_Exercise task A:_ In the Lithium Universe news piece, how far is the camp housing the fieldwork staff from the Apollo project area?

Lithium Universe completing fieldwork at Apollo in James Bay. Credit: File.

Lithium Universe is on the ground at its Apollo project in Canada’s James Bay, armed with a helicopter and a swag of targets generated by artificial intelligence (AI) – less than a month after re-listing on the ASX.

The company has generated the targets by using a combination of satellite imagery, geophysics and fieldwork and will test a regional faulted greenstone belt running through Apollo to Winsome Resources’ Adina lithium pegmatite project.

It has partnered with Canada-based Laurentia Exploration to complete the fieldwork and staff, who are commuting to work via helicopter, are housed at a camp about 73km from the Apollo project area.

Our Head of Geology, Justin Rivers, and CEO Alex Hanly effectively managed the establishment of partnership connections, including with companies like Laurentia, during the project’s due diligence phase. The initiation of the permitting process, strategically aligned with the relisting timeline, enabled the prompt mobilization of our exploration crew. Diligent foresight and anticipation played a pivotal role in achieving this rapid on-site exploration. We look forward to reporting our progress in the coming months. Lithium Universe chairman Iggy Tan.

_Record excerpts:_

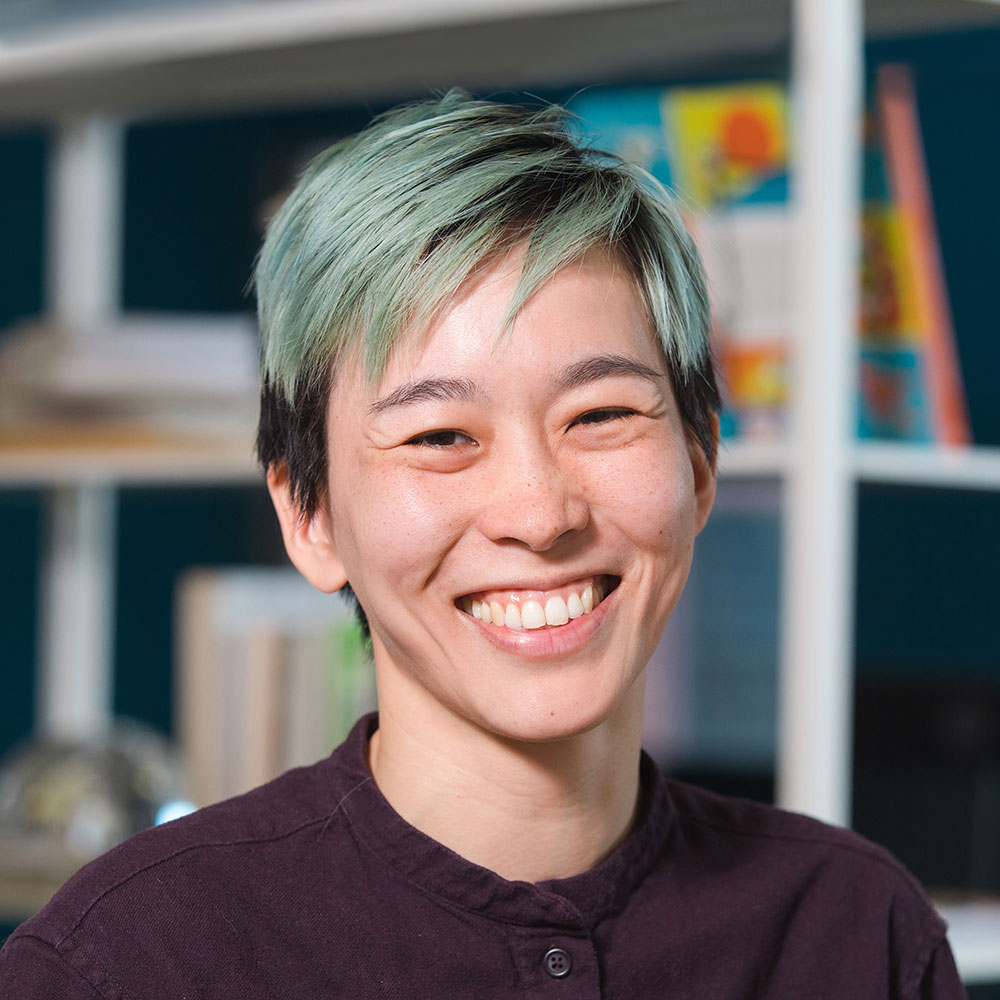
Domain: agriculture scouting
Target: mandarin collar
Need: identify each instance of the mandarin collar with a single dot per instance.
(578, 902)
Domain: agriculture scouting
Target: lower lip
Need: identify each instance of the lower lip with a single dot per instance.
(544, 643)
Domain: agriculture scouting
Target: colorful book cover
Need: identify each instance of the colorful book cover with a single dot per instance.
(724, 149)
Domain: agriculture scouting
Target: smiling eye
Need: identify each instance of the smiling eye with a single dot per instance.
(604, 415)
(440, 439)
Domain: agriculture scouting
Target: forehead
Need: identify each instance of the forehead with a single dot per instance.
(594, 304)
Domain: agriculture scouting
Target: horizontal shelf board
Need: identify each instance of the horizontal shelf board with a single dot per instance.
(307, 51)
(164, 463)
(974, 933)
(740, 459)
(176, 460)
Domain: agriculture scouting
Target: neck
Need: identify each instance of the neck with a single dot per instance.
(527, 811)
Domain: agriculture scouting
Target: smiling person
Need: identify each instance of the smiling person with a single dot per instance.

_Exercise task B:_ Rescale every record in Block 1 by rewriting all its lines, including the requests. Multiply each point coordinate in the answers by 0.65, round to whole numbers with halves going up, and leave out the picture placeholders.

_Worked solution A:_ About 73km.

_Worked solution B:_
Domain: agriculture scouting
Target: mandarin collar
Need: identify each instance of the mandarin collar with a single dot per instance.
(376, 586)
Domain: agriculture scouting
Target: lower lip
Need: identify each instance of the lower lip with a single dot per instance.
(354, 418)
Domain: agriculture scouting
Target: colorful book cover
Need: identify each instance of the colorful book cover with a single dot per instance.
(471, 97)
Domain: agriculture scouting
Target: smiling eye
Need: identify each instance of the smiling eye with a single dot per instance.
(393, 270)
(286, 285)
Domain: agriculture scouting
Target: forehead
Need: identify each instance of the forehead with a single dot per instance.
(386, 198)
Domain: agriculture scouting
Target: horizontal shelf board
Need: identify each instance of the horizontal shelf board with a single dot per instance.
(200, 33)
(107, 301)
(633, 606)
(481, 298)
(114, 299)
Domain: agriculture scouting
Target: neck
Need: identify each instance of the neck with a single dot per instance.
(343, 527)
Domain: agriculture scouting
Target: smiling person
Need: identify each instance of the smiling person with a single dot per instance.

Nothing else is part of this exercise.